WORK INSTRUCTIONS: All lines from the one containing "Please drop a marker on the balcony" through the end of the entries below should appear in the answer exactly, with no others.
--- LISTED ENTRIES Enclosed Below ---
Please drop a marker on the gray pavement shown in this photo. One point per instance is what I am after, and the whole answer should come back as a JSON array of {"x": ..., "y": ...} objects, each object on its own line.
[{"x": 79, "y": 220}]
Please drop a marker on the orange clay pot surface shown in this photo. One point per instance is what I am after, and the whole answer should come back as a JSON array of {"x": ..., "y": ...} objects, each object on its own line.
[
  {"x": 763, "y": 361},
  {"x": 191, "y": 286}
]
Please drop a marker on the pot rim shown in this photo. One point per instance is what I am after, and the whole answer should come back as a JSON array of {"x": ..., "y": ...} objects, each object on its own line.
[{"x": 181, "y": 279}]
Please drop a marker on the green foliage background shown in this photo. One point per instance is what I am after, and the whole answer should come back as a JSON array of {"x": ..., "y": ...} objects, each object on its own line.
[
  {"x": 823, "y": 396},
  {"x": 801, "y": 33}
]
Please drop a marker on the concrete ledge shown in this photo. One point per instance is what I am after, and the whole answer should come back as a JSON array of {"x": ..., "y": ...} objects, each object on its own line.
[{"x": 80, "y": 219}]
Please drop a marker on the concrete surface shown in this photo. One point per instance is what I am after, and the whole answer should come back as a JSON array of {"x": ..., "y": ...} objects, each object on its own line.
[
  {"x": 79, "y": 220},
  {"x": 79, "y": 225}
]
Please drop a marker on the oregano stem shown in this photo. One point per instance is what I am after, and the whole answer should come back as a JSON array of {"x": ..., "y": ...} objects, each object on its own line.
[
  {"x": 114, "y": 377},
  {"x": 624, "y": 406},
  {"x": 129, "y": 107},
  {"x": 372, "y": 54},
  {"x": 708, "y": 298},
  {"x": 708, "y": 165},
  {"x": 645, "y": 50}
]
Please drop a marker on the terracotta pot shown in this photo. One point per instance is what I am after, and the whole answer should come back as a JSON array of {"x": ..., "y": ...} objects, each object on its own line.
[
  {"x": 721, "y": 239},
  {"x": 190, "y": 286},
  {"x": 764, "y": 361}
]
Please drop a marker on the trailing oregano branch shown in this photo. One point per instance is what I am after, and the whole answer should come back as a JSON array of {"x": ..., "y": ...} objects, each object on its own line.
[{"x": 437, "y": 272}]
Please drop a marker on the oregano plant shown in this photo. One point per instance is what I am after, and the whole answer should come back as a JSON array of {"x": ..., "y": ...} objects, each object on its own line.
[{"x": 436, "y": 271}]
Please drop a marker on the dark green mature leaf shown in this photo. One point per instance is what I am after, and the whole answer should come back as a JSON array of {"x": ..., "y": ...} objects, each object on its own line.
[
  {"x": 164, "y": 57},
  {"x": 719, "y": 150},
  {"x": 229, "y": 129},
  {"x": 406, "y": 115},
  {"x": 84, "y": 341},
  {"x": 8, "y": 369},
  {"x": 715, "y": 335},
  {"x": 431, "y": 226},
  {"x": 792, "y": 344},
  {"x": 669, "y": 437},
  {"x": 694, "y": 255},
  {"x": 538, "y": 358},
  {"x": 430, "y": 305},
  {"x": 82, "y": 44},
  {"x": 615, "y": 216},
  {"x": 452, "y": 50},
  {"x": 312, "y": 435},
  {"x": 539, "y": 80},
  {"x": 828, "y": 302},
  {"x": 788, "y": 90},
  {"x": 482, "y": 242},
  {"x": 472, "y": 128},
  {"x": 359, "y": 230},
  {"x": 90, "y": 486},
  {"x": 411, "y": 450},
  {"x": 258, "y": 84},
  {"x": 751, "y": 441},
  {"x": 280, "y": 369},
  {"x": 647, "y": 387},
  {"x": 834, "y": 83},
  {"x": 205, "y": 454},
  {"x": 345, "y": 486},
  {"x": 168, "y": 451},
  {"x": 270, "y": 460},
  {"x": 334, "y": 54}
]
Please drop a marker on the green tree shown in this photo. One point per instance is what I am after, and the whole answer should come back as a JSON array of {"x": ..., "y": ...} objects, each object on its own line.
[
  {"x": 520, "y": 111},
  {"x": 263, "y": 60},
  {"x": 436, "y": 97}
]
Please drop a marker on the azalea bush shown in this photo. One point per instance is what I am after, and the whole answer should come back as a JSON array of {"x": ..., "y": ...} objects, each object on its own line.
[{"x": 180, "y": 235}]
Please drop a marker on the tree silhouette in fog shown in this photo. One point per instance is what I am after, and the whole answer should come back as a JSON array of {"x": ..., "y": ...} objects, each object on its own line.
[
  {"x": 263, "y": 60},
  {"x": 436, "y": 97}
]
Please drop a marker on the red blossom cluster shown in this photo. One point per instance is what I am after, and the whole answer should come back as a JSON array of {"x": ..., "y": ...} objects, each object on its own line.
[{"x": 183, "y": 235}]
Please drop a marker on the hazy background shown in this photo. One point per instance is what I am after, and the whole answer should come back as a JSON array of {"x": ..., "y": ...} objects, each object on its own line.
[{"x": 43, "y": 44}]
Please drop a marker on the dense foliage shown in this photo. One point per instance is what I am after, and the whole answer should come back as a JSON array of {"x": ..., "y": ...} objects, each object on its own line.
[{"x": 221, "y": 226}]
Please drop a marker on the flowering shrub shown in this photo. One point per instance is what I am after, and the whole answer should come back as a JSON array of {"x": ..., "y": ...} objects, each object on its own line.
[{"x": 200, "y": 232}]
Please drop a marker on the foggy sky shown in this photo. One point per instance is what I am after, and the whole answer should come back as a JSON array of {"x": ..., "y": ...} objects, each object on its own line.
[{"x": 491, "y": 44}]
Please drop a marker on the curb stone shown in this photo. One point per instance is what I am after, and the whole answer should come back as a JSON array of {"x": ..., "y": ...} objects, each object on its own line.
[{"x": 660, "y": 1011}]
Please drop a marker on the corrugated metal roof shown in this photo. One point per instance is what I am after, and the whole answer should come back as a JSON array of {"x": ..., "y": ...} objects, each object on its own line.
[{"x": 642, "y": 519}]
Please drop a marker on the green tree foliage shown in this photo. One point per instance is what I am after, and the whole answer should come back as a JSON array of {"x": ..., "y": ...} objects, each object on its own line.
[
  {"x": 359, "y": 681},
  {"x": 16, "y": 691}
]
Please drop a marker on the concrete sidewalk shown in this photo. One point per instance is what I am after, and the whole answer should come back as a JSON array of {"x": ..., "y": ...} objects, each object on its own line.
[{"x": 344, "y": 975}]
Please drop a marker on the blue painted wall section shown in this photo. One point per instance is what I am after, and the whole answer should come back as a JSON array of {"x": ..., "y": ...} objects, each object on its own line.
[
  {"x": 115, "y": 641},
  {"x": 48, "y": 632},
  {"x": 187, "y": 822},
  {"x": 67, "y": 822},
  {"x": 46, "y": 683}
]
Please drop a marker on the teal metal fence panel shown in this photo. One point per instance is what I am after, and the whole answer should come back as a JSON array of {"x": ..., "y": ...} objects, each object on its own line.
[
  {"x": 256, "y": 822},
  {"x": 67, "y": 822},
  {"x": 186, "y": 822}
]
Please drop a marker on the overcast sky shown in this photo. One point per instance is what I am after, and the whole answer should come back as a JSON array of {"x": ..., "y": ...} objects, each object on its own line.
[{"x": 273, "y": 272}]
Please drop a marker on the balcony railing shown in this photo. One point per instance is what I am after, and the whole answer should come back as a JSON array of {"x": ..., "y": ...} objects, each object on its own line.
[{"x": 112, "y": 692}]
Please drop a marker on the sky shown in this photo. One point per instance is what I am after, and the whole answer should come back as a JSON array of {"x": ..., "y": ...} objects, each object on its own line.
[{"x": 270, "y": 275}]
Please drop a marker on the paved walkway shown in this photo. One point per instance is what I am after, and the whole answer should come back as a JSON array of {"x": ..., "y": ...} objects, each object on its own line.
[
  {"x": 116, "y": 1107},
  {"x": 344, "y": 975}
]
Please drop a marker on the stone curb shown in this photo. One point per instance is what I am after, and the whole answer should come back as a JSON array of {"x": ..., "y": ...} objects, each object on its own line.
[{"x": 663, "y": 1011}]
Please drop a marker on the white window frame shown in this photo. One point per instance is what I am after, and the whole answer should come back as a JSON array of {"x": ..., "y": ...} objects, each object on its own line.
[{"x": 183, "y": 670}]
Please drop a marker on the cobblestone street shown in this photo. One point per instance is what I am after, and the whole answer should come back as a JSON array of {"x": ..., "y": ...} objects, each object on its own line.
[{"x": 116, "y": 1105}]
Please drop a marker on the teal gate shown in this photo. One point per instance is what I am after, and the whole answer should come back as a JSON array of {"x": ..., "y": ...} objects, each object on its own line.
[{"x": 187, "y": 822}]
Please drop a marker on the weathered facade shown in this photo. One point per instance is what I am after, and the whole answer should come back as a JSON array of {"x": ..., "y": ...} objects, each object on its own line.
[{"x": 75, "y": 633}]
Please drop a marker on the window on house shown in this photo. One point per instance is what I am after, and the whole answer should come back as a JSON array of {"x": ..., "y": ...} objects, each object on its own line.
--- End of Enclosed LISTED ENTRIES ---
WRITTEN SOLUTION:
Please drop a marker on the balcony railing shown in this photo. One point per instance is what I am after, and the whole answer should come back as a JSON array of {"x": ..., "y": ...} objects, each object on its own line.
[{"x": 112, "y": 692}]
Please drop a marker on the sky shown in this photo. One point per instance is what I am after, and the whole answer should come back as a JSON array of {"x": ..., "y": ...} objects, each object on its own line.
[{"x": 270, "y": 275}]
Please drop a marker on the paved walkway shown in this photo. One point per instance is what I am after, and the whole answer should come back as a JSON array of {"x": ..., "y": ...} objects, each object on its own line.
[
  {"x": 116, "y": 1107},
  {"x": 344, "y": 975}
]
Please drop a marker on the stone curb shown in this photo. One point per instance is what I am after, and the whole answer should come back as a JSON array of {"x": ..., "y": ...} objects, each object on its own line.
[{"x": 663, "y": 1011}]
Please drop a marker on the white window frame shown in this photo. One point per instance is what I am after, and the whole answer should come back as a JSON array of {"x": ..., "y": ...} objects, each object on its own line.
[{"x": 183, "y": 670}]
Please drop a marker on the cobblestone street shown in this photo. One point per instance is what I am after, and the whole answer should come back as a JSON array of {"x": ..., "y": ...} objects, each object on its own line.
[{"x": 116, "y": 1105}]
Please drop a marker on the teal gate shown in this photo. One point per instance is what I am after, and the whole answer should come back as a JSON array of {"x": ..., "y": ...} objects, each object on its own line.
[{"x": 187, "y": 822}]
Please drop a marker on the weathered facade shown in this photo. One point per instance is what I am after, and the whole answer should come back as a JSON array of {"x": ..., "y": ...} objects, each object on its own line.
[{"x": 75, "y": 633}]
Please drop a marker on the window on house shown in this photo. One point per instance is what I am after, and the whole answer should come back as a JSON array of {"x": ..., "y": ...} objects, each object on its own line.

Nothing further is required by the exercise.